## Written instruction
Reproduce the data below line for line, keeping every character unchanged. Leave the pictures out.

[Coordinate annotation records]
-- Start --

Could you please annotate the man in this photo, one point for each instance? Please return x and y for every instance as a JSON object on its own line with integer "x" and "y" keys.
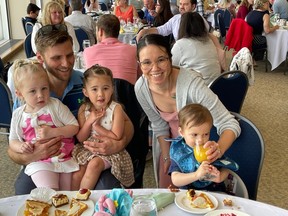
{"x": 281, "y": 7}
{"x": 149, "y": 12}
{"x": 109, "y": 52}
{"x": 32, "y": 13}
{"x": 77, "y": 19}
{"x": 172, "y": 26}
{"x": 55, "y": 51}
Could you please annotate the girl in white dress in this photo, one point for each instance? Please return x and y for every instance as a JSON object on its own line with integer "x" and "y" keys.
{"x": 39, "y": 119}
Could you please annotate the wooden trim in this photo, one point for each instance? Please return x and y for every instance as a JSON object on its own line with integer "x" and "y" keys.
{"x": 7, "y": 54}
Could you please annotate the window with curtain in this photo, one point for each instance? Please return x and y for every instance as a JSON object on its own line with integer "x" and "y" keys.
{"x": 4, "y": 31}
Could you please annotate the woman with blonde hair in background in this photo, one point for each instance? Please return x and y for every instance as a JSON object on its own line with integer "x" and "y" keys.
{"x": 244, "y": 8}
{"x": 53, "y": 14}
{"x": 124, "y": 11}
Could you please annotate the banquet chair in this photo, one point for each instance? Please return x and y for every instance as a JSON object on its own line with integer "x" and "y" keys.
{"x": 81, "y": 35}
{"x": 248, "y": 151}
{"x": 28, "y": 47}
{"x": 231, "y": 88}
{"x": 138, "y": 146}
{"x": 5, "y": 107}
{"x": 216, "y": 17}
{"x": 227, "y": 18}
{"x": 222, "y": 28}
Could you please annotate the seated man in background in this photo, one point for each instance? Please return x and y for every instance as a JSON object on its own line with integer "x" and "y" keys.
{"x": 77, "y": 19}
{"x": 56, "y": 53}
{"x": 32, "y": 13}
{"x": 109, "y": 52}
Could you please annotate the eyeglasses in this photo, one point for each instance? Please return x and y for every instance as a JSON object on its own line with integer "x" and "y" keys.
{"x": 147, "y": 65}
{"x": 45, "y": 30}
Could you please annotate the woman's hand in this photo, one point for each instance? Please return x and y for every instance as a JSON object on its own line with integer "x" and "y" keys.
{"x": 214, "y": 151}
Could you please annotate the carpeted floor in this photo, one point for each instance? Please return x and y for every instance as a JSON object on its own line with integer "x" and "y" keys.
{"x": 266, "y": 105}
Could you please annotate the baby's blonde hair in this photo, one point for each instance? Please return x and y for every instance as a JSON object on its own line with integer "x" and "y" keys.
{"x": 23, "y": 68}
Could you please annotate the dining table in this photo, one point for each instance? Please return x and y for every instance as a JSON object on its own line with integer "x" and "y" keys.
{"x": 277, "y": 46}
{"x": 11, "y": 205}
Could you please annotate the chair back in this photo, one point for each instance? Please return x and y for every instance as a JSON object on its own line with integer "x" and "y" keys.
{"x": 81, "y": 35}
{"x": 28, "y": 47}
{"x": 231, "y": 88}
{"x": 248, "y": 151}
{"x": 239, "y": 35}
{"x": 23, "y": 24}
{"x": 243, "y": 61}
{"x": 28, "y": 27}
{"x": 138, "y": 146}
{"x": 221, "y": 24}
{"x": 221, "y": 11}
{"x": 227, "y": 18}
{"x": 5, "y": 107}
{"x": 103, "y": 6}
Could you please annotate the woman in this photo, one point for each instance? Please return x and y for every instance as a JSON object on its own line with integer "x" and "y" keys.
{"x": 244, "y": 8}
{"x": 91, "y": 5}
{"x": 194, "y": 49}
{"x": 53, "y": 14}
{"x": 163, "y": 11}
{"x": 163, "y": 90}
{"x": 125, "y": 11}
{"x": 259, "y": 20}
{"x": 227, "y": 4}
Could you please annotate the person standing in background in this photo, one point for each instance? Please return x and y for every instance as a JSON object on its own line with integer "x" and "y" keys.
{"x": 32, "y": 13}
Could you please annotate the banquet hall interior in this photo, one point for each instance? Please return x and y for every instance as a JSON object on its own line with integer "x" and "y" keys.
{"x": 266, "y": 105}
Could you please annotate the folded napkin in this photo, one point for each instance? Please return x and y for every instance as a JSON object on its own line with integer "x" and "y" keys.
{"x": 161, "y": 199}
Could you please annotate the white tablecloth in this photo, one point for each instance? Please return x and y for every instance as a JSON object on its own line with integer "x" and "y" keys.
{"x": 9, "y": 206}
{"x": 277, "y": 45}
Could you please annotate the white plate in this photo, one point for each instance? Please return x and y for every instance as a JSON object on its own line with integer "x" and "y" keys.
{"x": 183, "y": 203}
{"x": 70, "y": 194}
{"x": 228, "y": 212}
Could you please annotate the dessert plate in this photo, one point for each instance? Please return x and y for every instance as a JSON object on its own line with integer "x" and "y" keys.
{"x": 182, "y": 202}
{"x": 71, "y": 194}
{"x": 226, "y": 212}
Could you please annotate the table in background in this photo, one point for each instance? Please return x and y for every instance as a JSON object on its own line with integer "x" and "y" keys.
{"x": 277, "y": 46}
{"x": 10, "y": 205}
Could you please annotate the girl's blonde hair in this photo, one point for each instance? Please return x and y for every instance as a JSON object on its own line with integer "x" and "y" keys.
{"x": 97, "y": 70}
{"x": 46, "y": 16}
{"x": 24, "y": 68}
{"x": 259, "y": 4}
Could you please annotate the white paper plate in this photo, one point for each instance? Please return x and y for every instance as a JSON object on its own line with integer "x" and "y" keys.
{"x": 183, "y": 203}
{"x": 70, "y": 194}
{"x": 227, "y": 212}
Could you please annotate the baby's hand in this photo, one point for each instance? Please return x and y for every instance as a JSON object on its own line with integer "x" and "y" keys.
{"x": 44, "y": 132}
{"x": 203, "y": 169}
{"x": 215, "y": 174}
{"x": 26, "y": 147}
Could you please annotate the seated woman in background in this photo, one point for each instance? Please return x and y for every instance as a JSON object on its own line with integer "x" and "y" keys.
{"x": 164, "y": 13}
{"x": 125, "y": 11}
{"x": 53, "y": 14}
{"x": 91, "y": 5}
{"x": 244, "y": 8}
{"x": 194, "y": 49}
{"x": 259, "y": 20}
{"x": 227, "y": 4}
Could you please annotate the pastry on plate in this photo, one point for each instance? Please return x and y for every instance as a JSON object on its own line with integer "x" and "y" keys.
{"x": 59, "y": 212}
{"x": 36, "y": 208}
{"x": 200, "y": 200}
{"x": 77, "y": 207}
{"x": 60, "y": 200}
{"x": 83, "y": 194}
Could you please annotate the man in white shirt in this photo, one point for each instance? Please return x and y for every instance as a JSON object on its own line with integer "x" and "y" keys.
{"x": 172, "y": 26}
{"x": 76, "y": 18}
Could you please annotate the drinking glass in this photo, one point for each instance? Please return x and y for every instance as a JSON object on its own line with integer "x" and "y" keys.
{"x": 142, "y": 206}
{"x": 85, "y": 44}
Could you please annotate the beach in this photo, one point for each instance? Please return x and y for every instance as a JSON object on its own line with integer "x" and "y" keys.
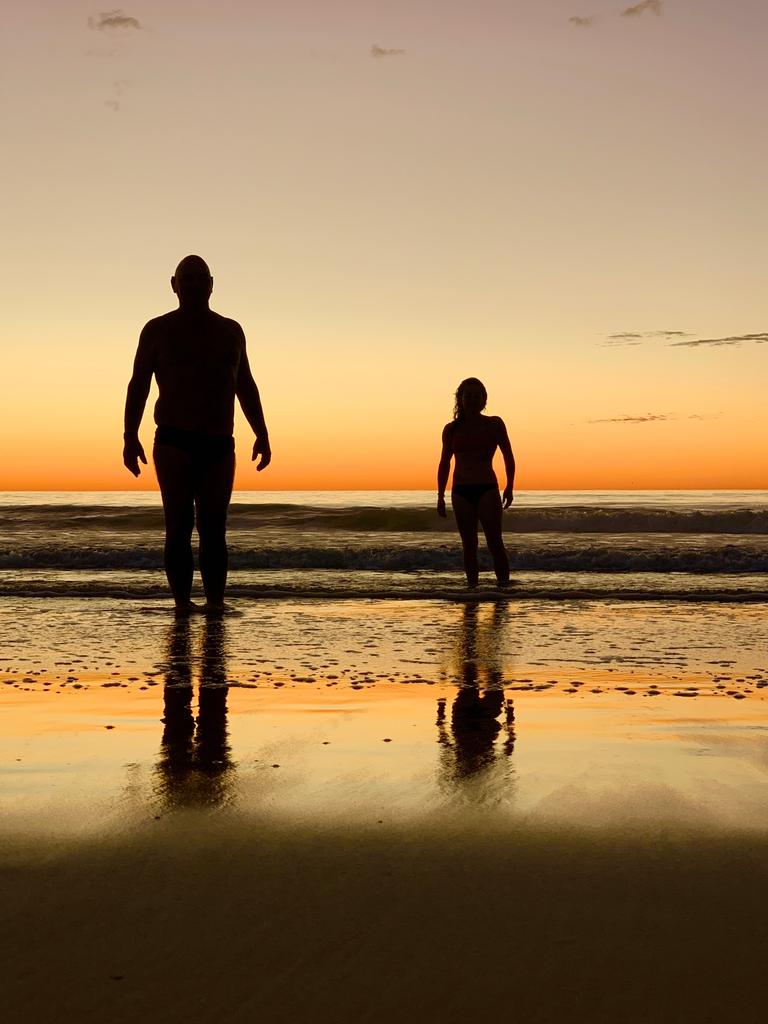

-- End --

## Answer to the problem
Could you please annotate the man in this photo, one point for each instance? Please return x and y for every instance as a JSON object on its own line with integer "x" and "y" keys.
{"x": 281, "y": 7}
{"x": 149, "y": 12}
{"x": 109, "y": 52}
{"x": 32, "y": 13}
{"x": 77, "y": 19}
{"x": 172, "y": 26}
{"x": 55, "y": 51}
Could you please annotate the girl in white dress in this photo, one point for each instance? Please return x and y for every instance as a JSON object on its own line with integer "x" and "y" keys.
{"x": 39, "y": 119}
Could you please annotate the wooden trim in this photo, one point for each instance? Please return x and y for every instance as a JSON object on its own line with integer "x" and "y" keys.
{"x": 7, "y": 54}
Could you please annotate the window with curtain in this photo, one point for each instance? Please return x and y for every instance as a JSON object on its own line with integer "x" and "y" keys.
{"x": 4, "y": 31}
Could you please annotate the woman with blonde hair in background in this photo, one point for each instance? Please return x and y for every instance as a JSON object on its own line with integer "x" and "y" keys.
{"x": 244, "y": 8}
{"x": 53, "y": 14}
{"x": 124, "y": 11}
Could you please annotate the banquet chair in this photo, one point for each instance? Please return x and y for every instance as a JSON object on its own line with integer "x" and "y" keys.
{"x": 81, "y": 35}
{"x": 248, "y": 151}
{"x": 28, "y": 47}
{"x": 231, "y": 88}
{"x": 138, "y": 146}
{"x": 5, "y": 107}
{"x": 216, "y": 17}
{"x": 227, "y": 18}
{"x": 222, "y": 28}
Could you please annotate the seated man in background in this photo, one point for each instance? Please return x and y for every instance as a JSON object on its own line with integer "x" and "y" keys.
{"x": 77, "y": 19}
{"x": 56, "y": 53}
{"x": 32, "y": 13}
{"x": 109, "y": 52}
Could you please annotate the eyeglasses in this photo, one point for each instance? Please return x and y for every instance as a JSON object on its own line with integer "x" and "y" keys.
{"x": 147, "y": 65}
{"x": 45, "y": 30}
Could you please annotate the woman's hand in this photo, one point for each instance? Please return x and y for every instance as a JSON object on its own line with integer "x" and "y" keys.
{"x": 214, "y": 151}
Could you please annotate the carpeted floor in this photo, one point for each instance? Please return x and y for every instance as a JSON object on its own line with integer "x" and "y" keys.
{"x": 266, "y": 105}
Could you please annotate the baby's blonde hair in this photo, one point for each instance? Please return x and y for every instance as a JSON object on its own line with integer "x" and "y" keys.
{"x": 23, "y": 68}
Could you please annotate the dining table in this photo, one point for each instance? Please return x and y for every instance as a JSON object on its own line with integer "x" and "y" keys.
{"x": 277, "y": 46}
{"x": 11, "y": 205}
Could you please annotate the chair back in this photo, one point for each instance? Please return x and y for every instance as a JSON object on its own line with integer "x" and "y" keys.
{"x": 81, "y": 35}
{"x": 28, "y": 47}
{"x": 231, "y": 88}
{"x": 248, "y": 151}
{"x": 239, "y": 35}
{"x": 23, "y": 24}
{"x": 243, "y": 61}
{"x": 28, "y": 27}
{"x": 138, "y": 146}
{"x": 221, "y": 24}
{"x": 221, "y": 11}
{"x": 227, "y": 18}
{"x": 5, "y": 107}
{"x": 103, "y": 6}
Could you please annotate the woman in this photo, one point for each instance? Please return x and y for every instance as a JSON object on its own line with integer "x" and "y" keys.
{"x": 244, "y": 8}
{"x": 91, "y": 5}
{"x": 194, "y": 49}
{"x": 53, "y": 14}
{"x": 163, "y": 11}
{"x": 163, "y": 90}
{"x": 125, "y": 11}
{"x": 259, "y": 20}
{"x": 227, "y": 4}
Could you please annotate the person standing in background in this photo, one point for each instance? Please return x and y for every instance as a JSON object on its own line with integer "x" and "y" keys.
{"x": 32, "y": 13}
Could you please annotate the banquet hall interior in this photo, one point for each instance? Please return x and y for every instance as a JSON object on its own line with integer "x" and "y" keys.
{"x": 266, "y": 105}
Could you please annotate the folded napkin in this photo, one point for each instance? Please return x and y for every instance as a JSON object on its own line with integer "x" and "y" keys.
{"x": 161, "y": 199}
Could you please annotate the white tablecloth in this photo, one point for each instance? Please return x and y for every instance as a JSON object on its own line with integer "x" and "y" keys.
{"x": 9, "y": 206}
{"x": 277, "y": 45}
Could you please annotate the white plate in this photo, one point for each instance? Please return x and y for every instance as a JSON object on its own line with integer "x" and "y" keys.
{"x": 183, "y": 203}
{"x": 70, "y": 194}
{"x": 228, "y": 212}
Could you please annotate the dessert plate in this photo, one point for each instance? Please return x and y for every instance as a JSON object on its own line with integer "x" and "y" keys.
{"x": 182, "y": 202}
{"x": 71, "y": 194}
{"x": 226, "y": 212}
Could you please annotate the table in background in this photo, one point for each instance? Please return x and y for every instance as a JSON object on its own line with integer "x" and "y" keys.
{"x": 277, "y": 46}
{"x": 10, "y": 205}
Could you please annotate the girl's blonde hair in this photo, one point for each instance? Please return x and y for every instance as a JSON object on its own line with integer "x" and "y" keys.
{"x": 97, "y": 70}
{"x": 46, "y": 16}
{"x": 24, "y": 68}
{"x": 259, "y": 4}
Could you please annotate the white paper plate in this photo, one point for each instance? Please return x and y for every instance as a JSON object on its own line with integer "x" and "y" keys.
{"x": 183, "y": 203}
{"x": 70, "y": 194}
{"x": 227, "y": 212}
Could you please annotate the baby's hand in this photo, one point for each instance? Please return x and y for every instance as a JSON object on its own line with integer "x" and "y" keys.
{"x": 44, "y": 132}
{"x": 203, "y": 169}
{"x": 215, "y": 174}
{"x": 26, "y": 147}
Could you please annotate the seated woman in background in this photo, one point for each instance? Please return x and y for every instance as a JSON object on its own line with integer "x" and "y" keys.
{"x": 164, "y": 13}
{"x": 125, "y": 11}
{"x": 53, "y": 14}
{"x": 91, "y": 5}
{"x": 244, "y": 8}
{"x": 194, "y": 49}
{"x": 259, "y": 20}
{"x": 227, "y": 4}
Could you please annotate the pastry on plate in this photo, one point for each instance? Please return x and y for every instance as a JSON object on its own line with integer "x" and "y" keys.
{"x": 59, "y": 212}
{"x": 36, "y": 208}
{"x": 200, "y": 200}
{"x": 77, "y": 207}
{"x": 60, "y": 200}
{"x": 83, "y": 194}
Could you please annotate the man in white shirt in this photo, one point for each instance? Please return x and y for every instance as a JSON object on its own line with integer "x" and "y" keys.
{"x": 172, "y": 26}
{"x": 76, "y": 18}
Could you please annotate the drinking glass in this photo, one point for each instance? Please return x and y for every instance as a JSON object on its own line with integer "x" and "y" keys.
{"x": 142, "y": 206}
{"x": 85, "y": 44}
Could you please annotate the beach in this photo, one point for each instance? Please return x and y for every instance as a JSON object on its own line with integer "x" and "y" keys.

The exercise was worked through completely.